Text for analysis below:
There Will Always Be Increasing Shortages. (And it’s not just the US or Canada.)

_________

(I happen to be experiencing one right now, so it's fresh in my mind.)

I'm sure you've heard the casual remarks by Musk-like people asking why on earth society should spend so much money keeping people alive when new technology means there will be less and less need for contributions from us human meat-bags. It astounds me that Harari wrote about that a *decade* ago (in Homo Deus), long before LLMs started taking jobs away.

Obviously as a human meat-bag I have an opinion that I want to be kept alive. But how much cost could I justify, and who do I assert should fund it?

(To be clear, I'm not taking a position here - I'm pointing to the very problematic questions!)

And finally - my most-activated patient colleagues take all of this as good reasons for us to learn to be as self-sufficient *and autonomous* as we can, in pursuit of whatever medical needs we can resolve ourselves. For a lot of us that means learning to use LLMs productively, with critical thinking. (I've been doing that a lot.)

And yes to prevention, as you say.

Roger THompson's avatar

I wonder what the demographics by "race" are? Is this simply a means to eliminate whites? Will the immigrants and their children agree to MAID?

James Roberts's avatar

Why would increased "participation" in MAID reduce funding for healthcare? (I can see it might reduce funding pressure.) Presumably (conjecturally) those who opt for MAID are on the lower end of economic contribution to government funds, so while yes they take pressure off the system, the ratio of funds to need should increase, and I would think an equilibrium would be reached. Is this effectively what your system models?

My apologies I've only read a quarter of the essay, just wanted to jot these thoughts down before others supplant them. Lazy, I know .
End of Text for analysis.
Given data below:
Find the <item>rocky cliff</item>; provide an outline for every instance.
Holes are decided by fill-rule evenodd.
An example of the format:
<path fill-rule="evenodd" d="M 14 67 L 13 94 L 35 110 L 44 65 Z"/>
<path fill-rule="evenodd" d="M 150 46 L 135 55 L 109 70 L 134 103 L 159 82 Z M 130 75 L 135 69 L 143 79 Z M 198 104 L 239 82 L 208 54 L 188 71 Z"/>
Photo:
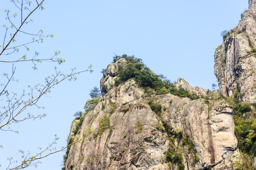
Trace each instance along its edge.
<path fill-rule="evenodd" d="M 256 101 L 256 0 L 249 0 L 238 25 L 223 36 L 215 54 L 214 73 L 223 95 L 235 92 L 243 101 Z"/>
<path fill-rule="evenodd" d="M 249 7 L 216 50 L 219 91 L 114 58 L 103 97 L 72 123 L 63 169 L 256 169 L 256 0 Z"/>
<path fill-rule="evenodd" d="M 108 66 L 101 81 L 105 95 L 73 137 L 81 141 L 70 147 L 65 169 L 232 169 L 239 153 L 227 102 L 171 94 L 146 97 L 133 79 L 115 85 L 122 63 L 127 64 L 125 59 Z M 189 87 L 181 81 L 179 85 Z M 83 139 L 84 133 L 89 136 Z"/>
End of Given data.
» Work task 1
Answer these questions from the comment thread:
(a) In which book did Harari write about that idea a decade ago?
(b) What do the most-activated patient colleagues take all of this as good reasons to learn?
(c) How much of the essay does James Roberts say he has read?
» Work task 2
Translate this sentence from the comment thread into Spanish: "For a lot of us that means learning to use LLMs productively, with critical thinking."

» Answer area 1
(a) Homo Deus.
(b) To be as self-sufficient and autonomous as they can, in pursuit of whatever medical needs they can resolve themselves.
(c) A quarter of it.

» Answer area 2
Para muchos de nosotros, eso significa aprender a usar los LLM de forma productiva, con pensamiento crítico.